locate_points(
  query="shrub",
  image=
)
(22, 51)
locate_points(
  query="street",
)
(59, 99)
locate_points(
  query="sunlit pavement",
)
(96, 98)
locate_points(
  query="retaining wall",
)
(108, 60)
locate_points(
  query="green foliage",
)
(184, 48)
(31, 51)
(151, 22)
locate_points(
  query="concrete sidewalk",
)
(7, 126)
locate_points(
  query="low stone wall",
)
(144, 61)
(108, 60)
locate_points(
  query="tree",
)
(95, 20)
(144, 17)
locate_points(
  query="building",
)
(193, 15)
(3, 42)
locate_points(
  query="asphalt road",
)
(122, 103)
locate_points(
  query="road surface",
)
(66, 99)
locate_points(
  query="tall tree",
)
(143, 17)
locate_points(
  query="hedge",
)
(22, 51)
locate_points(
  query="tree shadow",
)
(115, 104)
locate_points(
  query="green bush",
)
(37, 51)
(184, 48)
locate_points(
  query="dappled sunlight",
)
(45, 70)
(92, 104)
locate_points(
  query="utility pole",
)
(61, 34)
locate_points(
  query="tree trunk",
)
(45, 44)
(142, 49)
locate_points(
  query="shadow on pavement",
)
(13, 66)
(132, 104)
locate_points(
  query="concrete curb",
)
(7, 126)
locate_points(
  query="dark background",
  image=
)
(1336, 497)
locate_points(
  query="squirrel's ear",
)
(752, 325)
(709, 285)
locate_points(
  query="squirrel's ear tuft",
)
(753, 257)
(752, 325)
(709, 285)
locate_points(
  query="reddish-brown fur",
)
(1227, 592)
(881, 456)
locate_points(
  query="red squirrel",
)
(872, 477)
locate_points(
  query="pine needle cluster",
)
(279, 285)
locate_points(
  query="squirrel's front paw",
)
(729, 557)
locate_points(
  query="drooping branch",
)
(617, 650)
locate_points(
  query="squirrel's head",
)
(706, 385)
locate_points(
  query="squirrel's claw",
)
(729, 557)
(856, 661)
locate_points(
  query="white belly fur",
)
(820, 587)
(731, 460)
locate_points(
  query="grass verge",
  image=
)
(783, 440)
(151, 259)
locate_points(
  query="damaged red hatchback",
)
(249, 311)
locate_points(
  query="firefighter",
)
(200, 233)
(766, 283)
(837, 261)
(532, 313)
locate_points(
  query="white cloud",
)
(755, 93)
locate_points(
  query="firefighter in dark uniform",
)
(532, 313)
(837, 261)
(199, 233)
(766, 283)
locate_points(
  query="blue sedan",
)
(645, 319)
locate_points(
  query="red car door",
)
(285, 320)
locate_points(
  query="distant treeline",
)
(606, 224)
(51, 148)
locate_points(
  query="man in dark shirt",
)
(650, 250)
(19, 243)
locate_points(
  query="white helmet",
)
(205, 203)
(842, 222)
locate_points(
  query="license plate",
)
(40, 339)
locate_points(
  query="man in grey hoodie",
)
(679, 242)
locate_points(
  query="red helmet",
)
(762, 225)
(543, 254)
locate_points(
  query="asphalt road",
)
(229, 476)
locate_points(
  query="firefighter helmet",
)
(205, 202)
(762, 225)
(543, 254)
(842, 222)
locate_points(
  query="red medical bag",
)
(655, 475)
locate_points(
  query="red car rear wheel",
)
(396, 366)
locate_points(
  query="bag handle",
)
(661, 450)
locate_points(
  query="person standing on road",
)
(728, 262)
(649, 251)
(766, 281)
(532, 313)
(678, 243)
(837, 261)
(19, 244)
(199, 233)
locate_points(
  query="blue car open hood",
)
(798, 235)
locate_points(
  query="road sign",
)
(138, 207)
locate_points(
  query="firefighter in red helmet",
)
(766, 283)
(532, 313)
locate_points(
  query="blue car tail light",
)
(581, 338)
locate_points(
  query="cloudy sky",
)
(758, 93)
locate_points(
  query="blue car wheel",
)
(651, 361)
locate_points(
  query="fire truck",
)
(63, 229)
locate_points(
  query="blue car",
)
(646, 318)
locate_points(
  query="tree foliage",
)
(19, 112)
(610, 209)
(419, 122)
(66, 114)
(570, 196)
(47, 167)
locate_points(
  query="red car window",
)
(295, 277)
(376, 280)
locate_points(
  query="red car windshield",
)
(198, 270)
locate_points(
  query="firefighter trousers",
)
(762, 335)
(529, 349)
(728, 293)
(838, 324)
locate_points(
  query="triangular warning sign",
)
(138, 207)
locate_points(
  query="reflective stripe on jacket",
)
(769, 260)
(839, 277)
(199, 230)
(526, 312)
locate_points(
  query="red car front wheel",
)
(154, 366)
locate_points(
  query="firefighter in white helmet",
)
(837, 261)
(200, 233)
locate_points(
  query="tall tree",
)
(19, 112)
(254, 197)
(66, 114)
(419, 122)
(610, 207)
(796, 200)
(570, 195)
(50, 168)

---

## PROBLEM STATEMENT
All of the data above needs to be written out exactly.

## COMPLETED TASK
locate_points(
  query="shrub",
  image=
)
(22, 51)
locate_points(
  query="street",
)
(59, 99)
locate_points(
  query="sunlit pavement",
)
(96, 98)
locate_points(
  query="retaining wall",
)
(108, 60)
locate_points(
  query="green foliage",
)
(184, 48)
(31, 51)
(151, 22)
locate_points(
  query="concrete sidewalk",
)
(7, 126)
locate_points(
  query="low stone wall",
)
(144, 61)
(108, 60)
locate_points(
  query="tree",
)
(95, 20)
(144, 17)
locate_points(
  query="building",
)
(193, 15)
(3, 42)
locate_points(
  query="asphalt road",
)
(122, 103)
locate_points(
  query="road surface",
)
(66, 99)
locate_points(
  query="tall tree",
)
(143, 17)
locate_points(
  query="hedge",
)
(22, 51)
locate_points(
  query="tree shadow",
)
(115, 104)
locate_points(
  query="green bush",
)
(37, 51)
(184, 48)
locate_points(
  query="dappled sunlight",
)
(45, 70)
(92, 104)
locate_points(
  query="utility pole",
)
(61, 34)
locate_points(
  query="tree trunk",
)
(45, 44)
(142, 49)
locate_points(
  query="shadow on pavement",
)
(13, 66)
(132, 104)
locate_points(
  query="concrete curb",
)
(7, 126)
locate_points(
  query="dark background",
  image=
)
(1336, 497)
locate_points(
  query="squirrel's ear",
)
(752, 325)
(709, 285)
locate_points(
  query="squirrel's ear tuft",
)
(753, 257)
(752, 325)
(709, 285)
locate_points(
  query="reddish-brown fur",
)
(1227, 592)
(881, 456)
locate_points(
  query="red squirrel",
)
(872, 477)
locate_points(
  query="pine needle cluster",
)
(279, 285)
locate_points(
  query="squirrel's front paw",
)
(729, 557)
locate_points(
  query="drooping branch",
)
(617, 650)
locate_points(
  query="squirrel's head",
)
(706, 385)
locate_points(
  query="squirrel's claw",
)
(729, 557)
(856, 661)
locate_points(
  query="white belly fur",
)
(820, 587)
(731, 460)
locate_points(
  query="grass verge",
  image=
)
(783, 440)
(151, 259)
locate_points(
  query="damaged red hatchback",
)
(249, 311)
locate_points(
  query="firefighter",
)
(200, 233)
(766, 283)
(837, 261)
(532, 313)
locate_points(
  query="white cloud",
)
(755, 93)
locate_points(
  query="firefighter in dark uniform",
)
(532, 313)
(837, 261)
(199, 233)
(766, 283)
locate_points(
  query="blue sedan",
)
(645, 319)
locate_points(
  query="red car door",
)
(285, 320)
locate_points(
  query="distant treeline",
)
(606, 224)
(51, 148)
locate_points(
  query="man in dark shirt",
)
(650, 250)
(19, 243)
locate_points(
  query="white helmet",
)
(205, 203)
(842, 222)
locate_points(
  query="license plate",
)
(40, 339)
locate_points(
  query="man in grey hoodie",
)
(679, 242)
locate_points(
  query="red helmet",
)
(762, 225)
(543, 254)
locate_points(
  query="asphalt road",
)
(229, 476)
locate_points(
  query="firefighter helmet",
)
(205, 202)
(762, 225)
(543, 254)
(842, 222)
locate_points(
  query="red medical bag",
)
(655, 475)
locate_points(
  query="red car rear wheel",
)
(396, 366)
locate_points(
  query="bag handle",
)
(661, 450)
locate_points(
  query="person standing on road",
)
(728, 262)
(649, 251)
(766, 281)
(532, 313)
(678, 243)
(837, 261)
(19, 244)
(199, 233)
locate_points(
  query="blue car open hood",
)
(798, 235)
locate_points(
  query="road sign",
)
(138, 207)
locate_points(
  query="firefighter in red helmet",
)
(766, 283)
(532, 313)
locate_points(
  query="blue car tail light",
)
(581, 338)
locate_points(
  query="cloudy sky",
)
(758, 93)
locate_points(
  query="blue car wheel",
)
(651, 361)
locate_points(
  query="fire truck",
)
(63, 229)
locate_points(
  query="blue car",
)
(646, 318)
locate_points(
  query="tree foliage",
)
(19, 112)
(610, 209)
(419, 122)
(66, 114)
(570, 196)
(47, 167)
locate_points(
  query="red car window",
)
(295, 277)
(376, 280)
locate_points(
  query="red car windshield",
)
(198, 270)
locate_points(
  query="firefighter trousers",
)
(762, 335)
(529, 349)
(728, 293)
(838, 324)
locate_points(
  query="triangular warning sign",
)
(138, 207)
locate_points(
  query="reflective stripe on jacket",
)
(769, 260)
(839, 277)
(199, 230)
(526, 312)
locate_points(
  query="red car front wheel",
)
(154, 366)
locate_points(
  query="firefighter in white helmet",
)
(837, 261)
(200, 233)
locate_points(
  query="tall tree",
)
(19, 112)
(254, 197)
(66, 114)
(419, 122)
(610, 207)
(796, 200)
(570, 195)
(50, 168)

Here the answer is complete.